EXERCISE PASSAGE:
/---

Under Wilhoit’s leadership, the work of the center focuses on:
- Supporting states as they implement Common Core State Standards.
- Working at the national and federal levels with key influencers and organizations to promote reforms that lead to deeper student learning.
- Facilitating relationships in states to place value on deeper learning outcomes within postsecondary education and workforce development programs.
- Providing assistance to leaders of the Innovation Lab Network so that they are more rapidly and effectively translating local innovations into policy.
- Facilitating dialogue with state policy makers to set conditions that support the reform efforts.
- Promoting the role of teachers as solutions designers and producers of new knowledge about how we cause learning.
In 2010, UK committed $1.5 million to launch the Kentucky P20 Innovation Lab, an initiative that is partnering UK College of Education faculty and national experts with Kentucky school leaders to create new systems to support 21st century learning.

\---

TASK REQUIREMENTS:
1. Translate this sentence from the passage on the center's work into Spanish: "In 2010, UK committed $1.5 million to launch the Kentucky P20 Innovation Lab, an initiative that is partnering UK College of Education faculty and national experts with Kentucky school leaders to create new systems to support 21st century learning."
2. In the passage on the center's work, how much money did UK commit to launch the Kentucky P20 Innovation Lab?
3. Based on the passage on the center's work, explain why the center provides assistance to leaders of the Innovation Lab Network.
The items that follow were taken from a separate source.

Collected data entries:
/---

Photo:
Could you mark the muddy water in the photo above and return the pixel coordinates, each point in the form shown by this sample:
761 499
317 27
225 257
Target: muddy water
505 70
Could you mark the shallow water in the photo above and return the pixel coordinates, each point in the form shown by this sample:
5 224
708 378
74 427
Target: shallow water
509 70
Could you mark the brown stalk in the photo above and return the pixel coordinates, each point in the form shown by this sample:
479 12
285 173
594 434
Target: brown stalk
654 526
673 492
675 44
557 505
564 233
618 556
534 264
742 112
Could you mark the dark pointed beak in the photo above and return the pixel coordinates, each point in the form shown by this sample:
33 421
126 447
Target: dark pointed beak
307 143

\---

SOLUTION LIST:
1. En 2010, UK comprometió 1,5 millones de dólares para poner en marcha el Kentucky P20 Innovation Lab, una iniciativa que está asociando a docentes de la Facultad de Educación de UK y a expertos nacionales con líderes escolares de Kentucky para crear nuevos sistemas que apoyen el aprendizaje del siglo XXI.

2. $1.5 million.

3. The center helps these leaders so they can translate local innovations into policy more rapidly and effectively.